» EXERCISE PROMPT: Rewrite every line of the records below, replacing "photo" with "picture" and keeping all other text unchanged. Omit the pictures from the output.
··········
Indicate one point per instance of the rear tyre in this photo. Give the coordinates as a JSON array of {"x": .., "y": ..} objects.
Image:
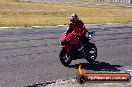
[
  {"x": 92, "y": 53},
  {"x": 81, "y": 79},
  {"x": 65, "y": 58}
]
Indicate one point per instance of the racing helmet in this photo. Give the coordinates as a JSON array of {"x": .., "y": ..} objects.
[{"x": 74, "y": 18}]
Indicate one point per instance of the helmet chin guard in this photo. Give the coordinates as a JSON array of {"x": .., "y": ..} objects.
[{"x": 74, "y": 18}]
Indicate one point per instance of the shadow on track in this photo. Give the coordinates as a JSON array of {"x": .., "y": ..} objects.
[{"x": 97, "y": 66}]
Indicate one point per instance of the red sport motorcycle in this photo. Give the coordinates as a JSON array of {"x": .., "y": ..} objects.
[{"x": 73, "y": 48}]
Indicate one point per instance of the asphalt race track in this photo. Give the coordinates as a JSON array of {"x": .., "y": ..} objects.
[{"x": 31, "y": 55}]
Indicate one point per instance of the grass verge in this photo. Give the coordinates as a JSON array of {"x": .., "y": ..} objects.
[{"x": 15, "y": 13}]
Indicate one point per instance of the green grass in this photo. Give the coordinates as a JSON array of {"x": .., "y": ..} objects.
[{"x": 15, "y": 13}]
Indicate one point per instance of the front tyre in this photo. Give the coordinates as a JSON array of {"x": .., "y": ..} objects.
[
  {"x": 65, "y": 58},
  {"x": 92, "y": 53}
]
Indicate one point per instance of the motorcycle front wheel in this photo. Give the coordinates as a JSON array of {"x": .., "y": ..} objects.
[
  {"x": 92, "y": 53},
  {"x": 65, "y": 58}
]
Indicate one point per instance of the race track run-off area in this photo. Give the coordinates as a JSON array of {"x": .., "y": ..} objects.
[{"x": 31, "y": 54}]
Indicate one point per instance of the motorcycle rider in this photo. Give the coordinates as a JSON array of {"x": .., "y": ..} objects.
[{"x": 77, "y": 26}]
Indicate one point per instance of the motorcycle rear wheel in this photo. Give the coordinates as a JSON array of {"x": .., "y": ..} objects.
[{"x": 65, "y": 58}]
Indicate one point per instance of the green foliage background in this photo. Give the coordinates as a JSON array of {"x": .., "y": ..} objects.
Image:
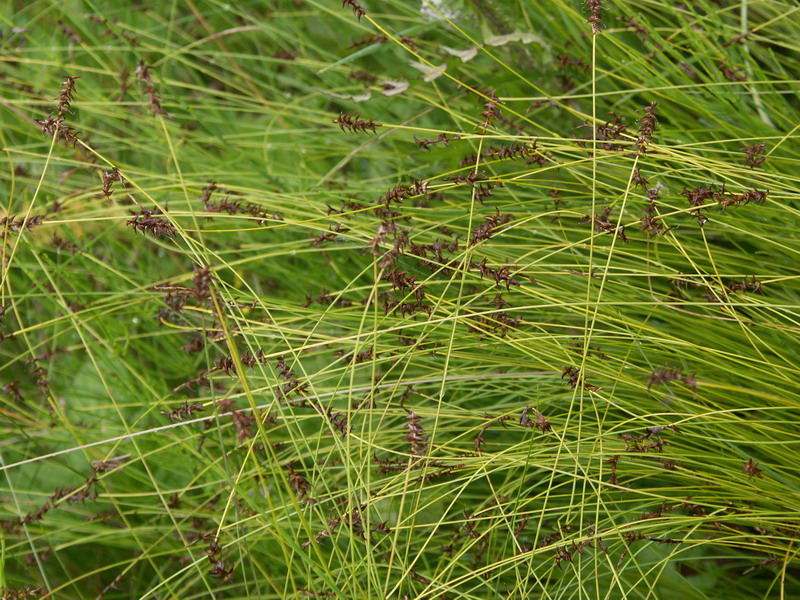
[{"x": 668, "y": 468}]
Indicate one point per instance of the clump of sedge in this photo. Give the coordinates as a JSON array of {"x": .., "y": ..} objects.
[
  {"x": 354, "y": 124},
  {"x": 358, "y": 10},
  {"x": 595, "y": 8}
]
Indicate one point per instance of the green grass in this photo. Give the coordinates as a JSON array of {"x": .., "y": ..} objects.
[{"x": 429, "y": 443}]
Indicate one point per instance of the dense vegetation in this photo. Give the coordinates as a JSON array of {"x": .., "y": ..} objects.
[{"x": 400, "y": 299}]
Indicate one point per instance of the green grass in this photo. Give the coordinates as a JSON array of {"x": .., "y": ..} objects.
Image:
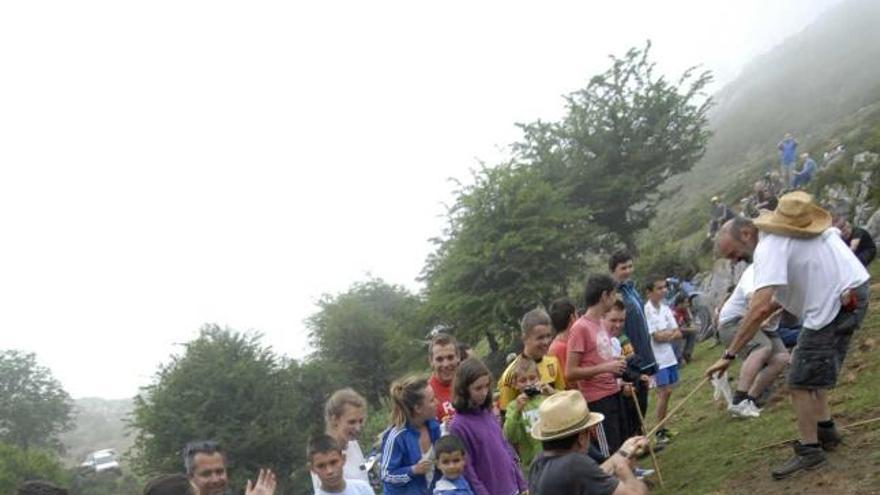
··········
» COMPLETED TASK:
Indicate one point per instance of the rear tyre in this picture. Give the coordinates as a JSON array of {"x": .., "y": ..} objects.
Image:
[
  {"x": 92, "y": 53},
  {"x": 81, "y": 79},
  {"x": 65, "y": 58}
]
Indicate one point per instance of the racing helmet in this picture. Give the coordinates as a JSON array of {"x": .., "y": ..} objects.
[{"x": 74, "y": 18}]
Indicate one point per instance of the helmet chin guard in this picture. Give the coordinates as a JSON array of {"x": .., "y": ..} objects.
[{"x": 74, "y": 18}]
Indicate one point per instance of the shadow on track in this picture. Give the coordinates as a JSON array of {"x": .., "y": ..} objects.
[{"x": 97, "y": 66}]
Indicate one point per instance of the red sport motorcycle in this picture. Give the coordinates as a JSON array of {"x": .., "y": ..} objects.
[{"x": 73, "y": 48}]
Indicate one point per instance of the asphalt race track in this picture. Give the coordinates as a JSON array of {"x": .., "y": ..} objects.
[{"x": 31, "y": 55}]
Indicate one point per instance of the grass verge in this picture. Give the coordinates as a JSON array of {"x": .., "y": ..} objects.
[{"x": 15, "y": 13}]
Indicate one point per instance of the green grass in this picture. Give the coordinates as a JSON array of {"x": .., "y": ..} objects.
[{"x": 15, "y": 13}]
Indicate one point per instance of the front tyre in this picture. Give the coordinates as a JSON array of {"x": .., "y": ..} objects.
[
  {"x": 65, "y": 58},
  {"x": 92, "y": 53}
]
Indicate one point per instance of the motorcycle front wheel in this picture. Give the coordinates as a JSON array of {"x": .., "y": ..} objects.
[
  {"x": 92, "y": 53},
  {"x": 65, "y": 58}
]
Indicate one point per instance of the race track run-off area in this picture. Give the coordinates as a JSON array of {"x": .., "y": ..} objects.
[{"x": 31, "y": 54}]
Indicate one point per instance of the motorcycle rider in this picture. Give the coordinates as a JSON array of {"x": .., "y": ..} objects.
[{"x": 77, "y": 26}]
Indicate one point per instance of the motorcycle rear wheel in this picture. Give the coordinates as a JSON array of {"x": .., "y": ..} objects.
[{"x": 65, "y": 58}]
Indicate one point per instance of the green foliage background in this picture. Give the coordinates as a JSON array of {"x": .., "y": ..} objects.
Image:
[{"x": 668, "y": 468}]
Indicate one point per instance of the clump of sedge in this picture. Give the coordinates as a JSON array of {"x": .., "y": ..} objects.
[
  {"x": 354, "y": 124},
  {"x": 358, "y": 10},
  {"x": 595, "y": 8}
]
Indicate one point per instance of the green grass in this picture. Give the coordinates as a JSON array of {"x": .., "y": ..} objects.
[{"x": 429, "y": 443}]
Indicate one point per instance of the dense vegetation in this picture. Give the coordinates as a JSON array of {"x": .., "y": ..} objects.
[{"x": 400, "y": 299}]
Indicate one point per instance of the green grass in this picture. Give the coordinates as a JSON array of {"x": .., "y": ..} objects.
Image:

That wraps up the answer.